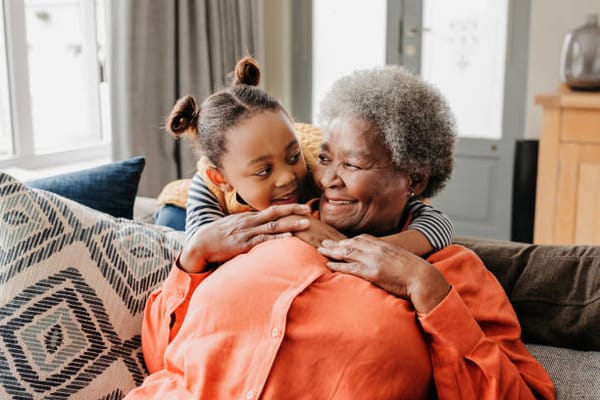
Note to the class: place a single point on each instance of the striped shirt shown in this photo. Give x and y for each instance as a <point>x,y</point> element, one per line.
<point>203,207</point>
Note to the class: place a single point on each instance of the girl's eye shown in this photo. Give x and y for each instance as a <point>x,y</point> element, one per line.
<point>263,172</point>
<point>294,158</point>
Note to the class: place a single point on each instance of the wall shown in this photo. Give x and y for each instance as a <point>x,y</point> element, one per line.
<point>551,20</point>
<point>277,55</point>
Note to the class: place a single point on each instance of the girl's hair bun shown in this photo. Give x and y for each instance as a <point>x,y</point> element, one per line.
<point>247,72</point>
<point>183,117</point>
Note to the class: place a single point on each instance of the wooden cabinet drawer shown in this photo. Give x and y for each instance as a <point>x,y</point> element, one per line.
<point>580,125</point>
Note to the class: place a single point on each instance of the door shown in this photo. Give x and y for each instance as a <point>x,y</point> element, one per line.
<point>475,51</point>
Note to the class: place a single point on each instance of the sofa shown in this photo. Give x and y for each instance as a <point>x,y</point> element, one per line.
<point>74,280</point>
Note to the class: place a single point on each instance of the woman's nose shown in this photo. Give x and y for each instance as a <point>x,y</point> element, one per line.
<point>285,178</point>
<point>328,176</point>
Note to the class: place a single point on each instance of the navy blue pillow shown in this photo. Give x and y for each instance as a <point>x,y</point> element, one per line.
<point>110,188</point>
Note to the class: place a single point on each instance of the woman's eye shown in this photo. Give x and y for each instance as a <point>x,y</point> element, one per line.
<point>323,159</point>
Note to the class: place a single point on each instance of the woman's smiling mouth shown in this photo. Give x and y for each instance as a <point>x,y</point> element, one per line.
<point>288,198</point>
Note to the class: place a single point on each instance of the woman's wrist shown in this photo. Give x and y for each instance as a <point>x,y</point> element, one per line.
<point>428,290</point>
<point>191,261</point>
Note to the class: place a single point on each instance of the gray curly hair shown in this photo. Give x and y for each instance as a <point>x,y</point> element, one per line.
<point>414,120</point>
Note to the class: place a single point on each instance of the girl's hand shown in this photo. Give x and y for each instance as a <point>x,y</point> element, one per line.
<point>316,231</point>
<point>390,267</point>
<point>234,234</point>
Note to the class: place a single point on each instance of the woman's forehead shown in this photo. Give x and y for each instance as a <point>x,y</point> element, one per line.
<point>352,134</point>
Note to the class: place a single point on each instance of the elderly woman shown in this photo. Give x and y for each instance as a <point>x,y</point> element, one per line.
<point>281,321</point>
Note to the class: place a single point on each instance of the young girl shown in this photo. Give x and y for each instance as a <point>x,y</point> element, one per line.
<point>254,156</point>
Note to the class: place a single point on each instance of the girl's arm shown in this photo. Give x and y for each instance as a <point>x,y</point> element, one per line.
<point>202,206</point>
<point>430,230</point>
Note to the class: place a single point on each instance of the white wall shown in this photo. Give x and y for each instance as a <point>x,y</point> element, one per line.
<point>551,20</point>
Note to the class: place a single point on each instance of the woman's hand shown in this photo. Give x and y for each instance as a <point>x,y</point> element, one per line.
<point>234,234</point>
<point>390,267</point>
<point>316,231</point>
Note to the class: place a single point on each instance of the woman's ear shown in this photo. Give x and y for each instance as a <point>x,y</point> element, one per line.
<point>418,184</point>
<point>218,179</point>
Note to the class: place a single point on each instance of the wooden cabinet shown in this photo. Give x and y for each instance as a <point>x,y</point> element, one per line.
<point>567,209</point>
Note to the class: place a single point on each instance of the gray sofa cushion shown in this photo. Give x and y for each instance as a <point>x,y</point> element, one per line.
<point>576,374</point>
<point>555,290</point>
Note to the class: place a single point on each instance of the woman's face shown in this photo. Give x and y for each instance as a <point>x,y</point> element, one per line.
<point>362,192</point>
<point>264,161</point>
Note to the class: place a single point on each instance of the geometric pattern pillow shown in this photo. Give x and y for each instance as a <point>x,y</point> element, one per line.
<point>73,284</point>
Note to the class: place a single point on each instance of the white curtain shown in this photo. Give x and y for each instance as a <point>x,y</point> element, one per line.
<point>212,36</point>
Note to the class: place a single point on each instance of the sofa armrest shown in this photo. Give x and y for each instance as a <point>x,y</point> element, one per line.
<point>555,290</point>
<point>145,209</point>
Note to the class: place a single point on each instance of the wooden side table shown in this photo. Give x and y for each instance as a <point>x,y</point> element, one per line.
<point>567,209</point>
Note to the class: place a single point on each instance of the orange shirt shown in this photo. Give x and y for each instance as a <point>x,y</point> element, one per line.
<point>276,323</point>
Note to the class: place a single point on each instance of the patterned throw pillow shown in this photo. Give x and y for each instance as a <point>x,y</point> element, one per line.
<point>73,284</point>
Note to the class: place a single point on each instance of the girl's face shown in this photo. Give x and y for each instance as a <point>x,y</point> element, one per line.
<point>362,191</point>
<point>264,162</point>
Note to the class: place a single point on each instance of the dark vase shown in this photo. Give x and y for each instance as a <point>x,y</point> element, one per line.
<point>580,56</point>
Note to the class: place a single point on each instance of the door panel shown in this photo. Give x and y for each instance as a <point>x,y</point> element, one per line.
<point>478,197</point>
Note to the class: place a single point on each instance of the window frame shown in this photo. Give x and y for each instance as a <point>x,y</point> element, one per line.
<point>24,154</point>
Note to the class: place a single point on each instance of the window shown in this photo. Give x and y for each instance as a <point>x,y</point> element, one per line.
<point>351,35</point>
<point>53,98</point>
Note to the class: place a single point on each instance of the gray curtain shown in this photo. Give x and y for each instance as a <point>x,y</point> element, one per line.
<point>212,36</point>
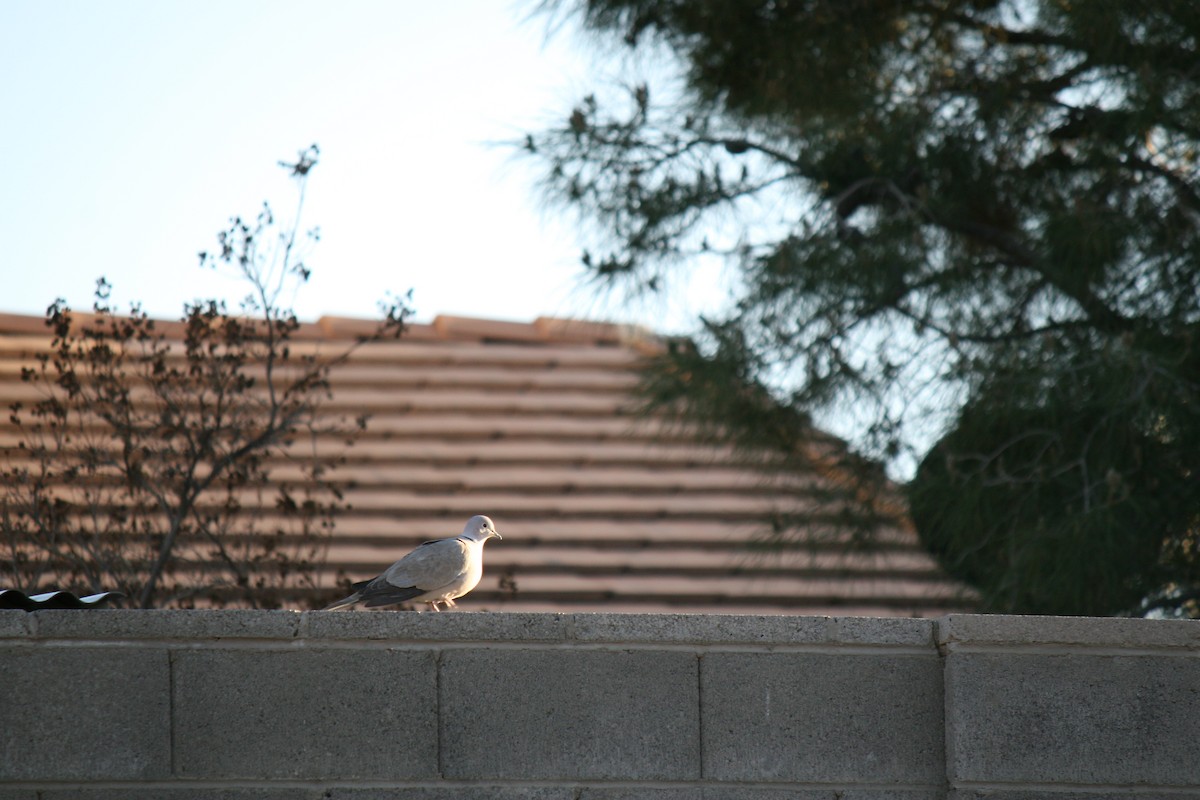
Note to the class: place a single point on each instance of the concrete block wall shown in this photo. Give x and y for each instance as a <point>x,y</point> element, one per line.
<point>256,705</point>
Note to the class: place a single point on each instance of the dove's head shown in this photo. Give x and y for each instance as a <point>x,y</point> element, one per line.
<point>480,529</point>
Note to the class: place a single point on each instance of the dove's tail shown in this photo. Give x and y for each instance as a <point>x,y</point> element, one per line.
<point>345,602</point>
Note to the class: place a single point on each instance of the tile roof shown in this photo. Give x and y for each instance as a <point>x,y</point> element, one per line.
<point>600,510</point>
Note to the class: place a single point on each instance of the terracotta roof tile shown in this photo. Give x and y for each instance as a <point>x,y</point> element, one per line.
<point>599,510</point>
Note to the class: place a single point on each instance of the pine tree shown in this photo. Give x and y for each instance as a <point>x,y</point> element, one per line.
<point>969,220</point>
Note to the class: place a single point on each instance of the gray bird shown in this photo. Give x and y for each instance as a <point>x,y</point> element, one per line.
<point>435,572</point>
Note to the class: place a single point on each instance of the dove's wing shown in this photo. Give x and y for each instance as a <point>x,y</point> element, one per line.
<point>431,566</point>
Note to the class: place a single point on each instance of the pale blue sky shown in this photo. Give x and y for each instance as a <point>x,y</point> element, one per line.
<point>135,128</point>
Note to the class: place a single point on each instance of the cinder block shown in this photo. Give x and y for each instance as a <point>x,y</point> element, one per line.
<point>546,714</point>
<point>768,631</point>
<point>977,631</point>
<point>833,793</point>
<point>1073,719</point>
<point>1116,793</point>
<point>84,714</point>
<point>700,629</point>
<point>18,794</point>
<point>15,624</point>
<point>816,717</point>
<point>429,626</point>
<point>305,714</point>
<point>213,625</point>
<point>181,793</point>
<point>455,792</point>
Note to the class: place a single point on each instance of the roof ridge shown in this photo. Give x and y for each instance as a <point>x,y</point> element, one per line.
<point>544,330</point>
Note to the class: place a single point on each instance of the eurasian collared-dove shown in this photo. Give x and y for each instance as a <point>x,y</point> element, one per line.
<point>435,572</point>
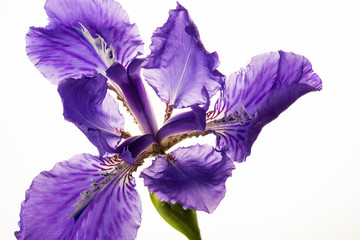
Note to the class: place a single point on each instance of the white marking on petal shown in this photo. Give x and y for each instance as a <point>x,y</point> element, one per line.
<point>107,54</point>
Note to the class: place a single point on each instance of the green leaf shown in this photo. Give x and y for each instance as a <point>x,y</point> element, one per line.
<point>185,221</point>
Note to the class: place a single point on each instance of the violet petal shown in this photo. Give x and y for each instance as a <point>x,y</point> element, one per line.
<point>179,66</point>
<point>54,208</point>
<point>133,90</point>
<point>88,105</point>
<point>255,96</point>
<point>82,36</point>
<point>131,148</point>
<point>194,177</point>
<point>194,120</point>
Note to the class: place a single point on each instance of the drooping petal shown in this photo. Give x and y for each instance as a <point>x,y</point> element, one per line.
<point>194,177</point>
<point>257,95</point>
<point>88,105</point>
<point>179,66</point>
<point>82,36</point>
<point>133,91</point>
<point>54,208</point>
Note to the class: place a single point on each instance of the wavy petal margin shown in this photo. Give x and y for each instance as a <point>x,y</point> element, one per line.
<point>255,96</point>
<point>179,66</point>
<point>194,177</point>
<point>54,208</point>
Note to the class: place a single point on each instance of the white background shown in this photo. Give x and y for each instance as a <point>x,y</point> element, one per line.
<point>302,180</point>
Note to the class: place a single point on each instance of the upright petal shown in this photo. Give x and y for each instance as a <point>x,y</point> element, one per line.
<point>132,89</point>
<point>54,208</point>
<point>187,124</point>
<point>179,66</point>
<point>82,36</point>
<point>88,105</point>
<point>136,147</point>
<point>257,95</point>
<point>194,177</point>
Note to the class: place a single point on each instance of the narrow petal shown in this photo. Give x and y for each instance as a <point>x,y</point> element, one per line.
<point>255,96</point>
<point>179,66</point>
<point>54,208</point>
<point>82,36</point>
<point>132,89</point>
<point>194,177</point>
<point>88,105</point>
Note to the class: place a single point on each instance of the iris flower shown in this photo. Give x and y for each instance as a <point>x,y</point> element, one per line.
<point>89,49</point>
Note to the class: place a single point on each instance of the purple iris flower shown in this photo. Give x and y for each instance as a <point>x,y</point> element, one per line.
<point>90,49</point>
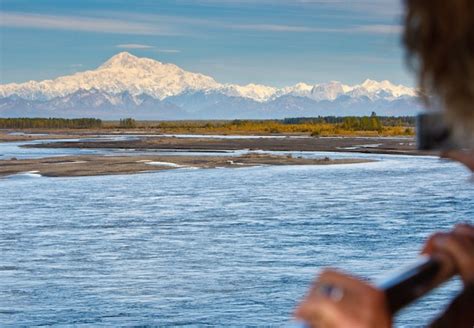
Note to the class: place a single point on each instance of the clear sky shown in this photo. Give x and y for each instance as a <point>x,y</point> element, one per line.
<point>273,42</point>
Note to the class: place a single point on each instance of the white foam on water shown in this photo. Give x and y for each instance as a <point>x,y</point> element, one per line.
<point>26,175</point>
<point>168,164</point>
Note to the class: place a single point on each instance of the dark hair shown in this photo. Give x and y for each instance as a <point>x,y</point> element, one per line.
<point>439,38</point>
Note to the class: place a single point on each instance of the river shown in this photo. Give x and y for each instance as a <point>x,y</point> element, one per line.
<point>225,247</point>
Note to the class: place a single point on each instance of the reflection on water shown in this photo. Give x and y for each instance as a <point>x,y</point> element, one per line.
<point>230,247</point>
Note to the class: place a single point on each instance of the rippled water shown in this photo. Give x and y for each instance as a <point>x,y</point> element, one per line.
<point>227,247</point>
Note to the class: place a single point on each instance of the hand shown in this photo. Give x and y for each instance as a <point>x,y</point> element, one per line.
<point>356,304</point>
<point>464,157</point>
<point>458,246</point>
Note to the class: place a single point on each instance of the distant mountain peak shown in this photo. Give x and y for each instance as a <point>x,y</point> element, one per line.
<point>127,60</point>
<point>130,76</point>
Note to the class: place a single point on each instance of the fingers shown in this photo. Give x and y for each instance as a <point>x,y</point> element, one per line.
<point>360,305</point>
<point>466,158</point>
<point>458,245</point>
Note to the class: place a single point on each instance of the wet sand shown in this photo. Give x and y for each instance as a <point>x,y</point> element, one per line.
<point>397,146</point>
<point>76,166</point>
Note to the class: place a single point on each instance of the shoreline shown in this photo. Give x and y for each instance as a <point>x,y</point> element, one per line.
<point>80,166</point>
<point>363,145</point>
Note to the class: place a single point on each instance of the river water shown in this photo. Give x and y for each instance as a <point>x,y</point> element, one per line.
<point>225,247</point>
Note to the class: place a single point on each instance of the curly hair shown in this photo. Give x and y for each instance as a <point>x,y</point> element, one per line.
<point>439,39</point>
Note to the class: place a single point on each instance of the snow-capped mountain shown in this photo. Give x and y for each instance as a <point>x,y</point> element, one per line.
<point>143,87</point>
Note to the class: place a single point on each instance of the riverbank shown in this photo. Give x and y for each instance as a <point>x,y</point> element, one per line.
<point>372,145</point>
<point>75,166</point>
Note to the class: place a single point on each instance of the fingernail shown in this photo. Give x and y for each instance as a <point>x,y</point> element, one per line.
<point>440,242</point>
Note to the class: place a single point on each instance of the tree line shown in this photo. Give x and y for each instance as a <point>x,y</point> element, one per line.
<point>49,123</point>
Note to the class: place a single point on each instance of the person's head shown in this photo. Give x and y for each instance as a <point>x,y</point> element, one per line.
<point>439,38</point>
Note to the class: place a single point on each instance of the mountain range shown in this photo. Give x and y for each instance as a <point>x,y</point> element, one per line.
<point>143,88</point>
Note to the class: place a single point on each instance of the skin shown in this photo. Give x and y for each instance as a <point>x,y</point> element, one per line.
<point>363,306</point>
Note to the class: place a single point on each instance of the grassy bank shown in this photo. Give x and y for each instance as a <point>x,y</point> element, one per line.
<point>320,126</point>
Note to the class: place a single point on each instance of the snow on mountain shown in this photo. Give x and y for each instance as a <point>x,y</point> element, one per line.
<point>123,72</point>
<point>127,82</point>
<point>257,92</point>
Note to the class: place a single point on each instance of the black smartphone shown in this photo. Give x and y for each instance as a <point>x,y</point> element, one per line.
<point>434,133</point>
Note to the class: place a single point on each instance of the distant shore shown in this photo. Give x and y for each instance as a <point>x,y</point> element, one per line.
<point>370,145</point>
<point>76,166</point>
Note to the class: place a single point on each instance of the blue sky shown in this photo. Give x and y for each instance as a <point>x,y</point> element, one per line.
<point>273,42</point>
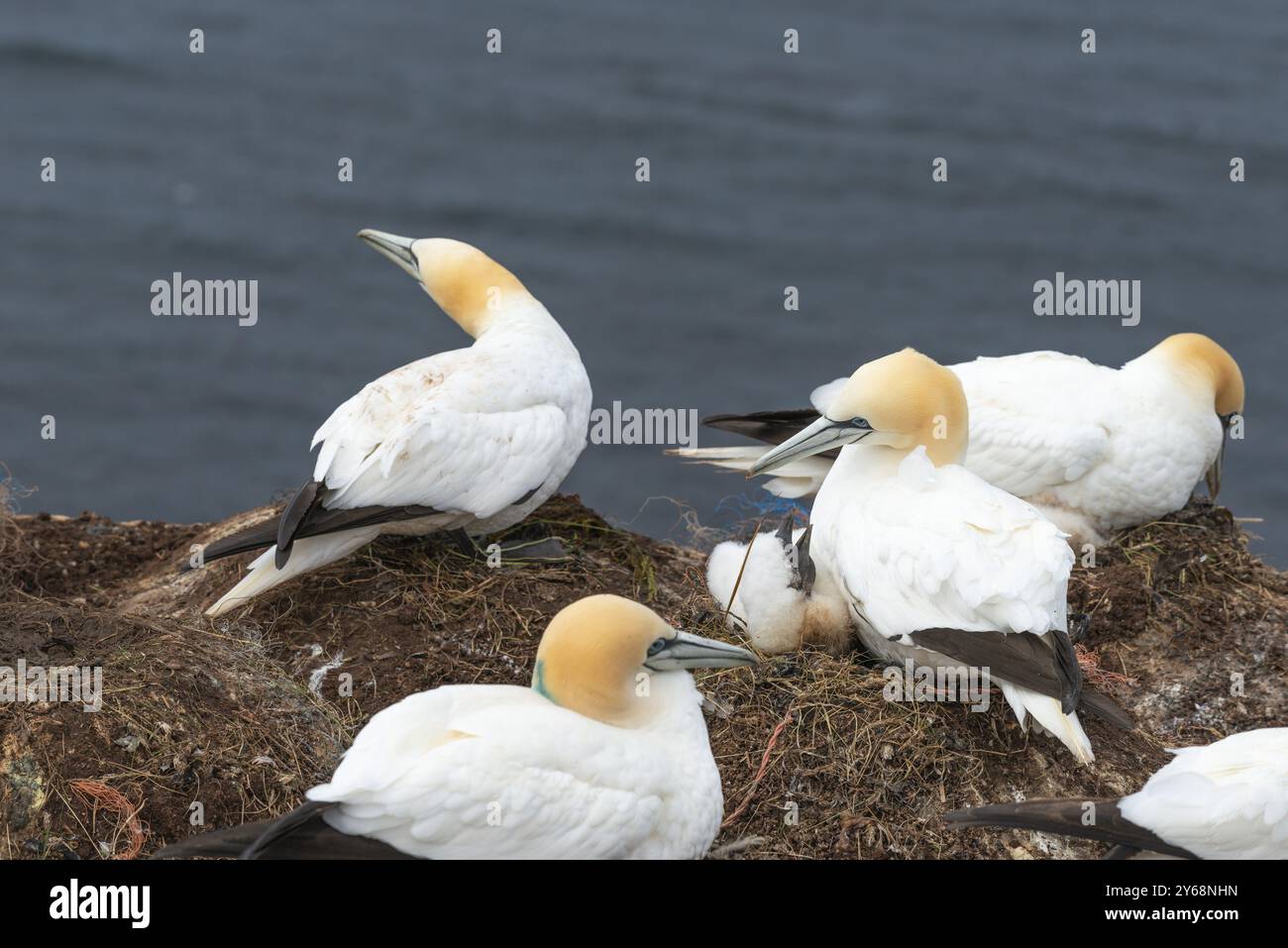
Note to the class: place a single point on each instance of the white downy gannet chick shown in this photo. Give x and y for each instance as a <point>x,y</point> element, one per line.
<point>1225,800</point>
<point>1094,449</point>
<point>936,565</point>
<point>776,594</point>
<point>604,756</point>
<point>471,440</point>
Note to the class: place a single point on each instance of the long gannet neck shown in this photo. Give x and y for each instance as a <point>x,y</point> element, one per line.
<point>590,661</point>
<point>619,662</point>
<point>468,285</point>
<point>1202,366</point>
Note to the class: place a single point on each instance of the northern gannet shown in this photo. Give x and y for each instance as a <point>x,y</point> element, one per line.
<point>936,565</point>
<point>472,440</point>
<point>776,595</point>
<point>1095,449</point>
<point>1225,800</point>
<point>604,756</point>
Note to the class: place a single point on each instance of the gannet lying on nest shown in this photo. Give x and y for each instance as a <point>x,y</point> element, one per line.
<point>471,440</point>
<point>1094,449</point>
<point>938,566</point>
<point>1228,800</point>
<point>604,756</point>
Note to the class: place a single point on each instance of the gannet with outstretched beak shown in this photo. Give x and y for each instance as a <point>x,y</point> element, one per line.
<point>774,594</point>
<point>936,565</point>
<point>471,440</point>
<point>1227,800</point>
<point>1096,450</point>
<point>604,756</point>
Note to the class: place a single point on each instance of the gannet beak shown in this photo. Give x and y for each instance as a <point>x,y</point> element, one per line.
<point>397,249</point>
<point>822,436</point>
<point>688,651</point>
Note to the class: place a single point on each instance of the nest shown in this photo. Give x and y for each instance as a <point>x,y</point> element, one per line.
<point>236,717</point>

============================================================

Your answer should hold exactly the lines from the one containing "of the nest" through the end of the entries above, and nothing else.

*Completed exercise*.
Note to the class: place a single point on each instance of the nest shown in this photo. Give x and y for each instance as a <point>x,y</point> element, one per line.
<point>236,717</point>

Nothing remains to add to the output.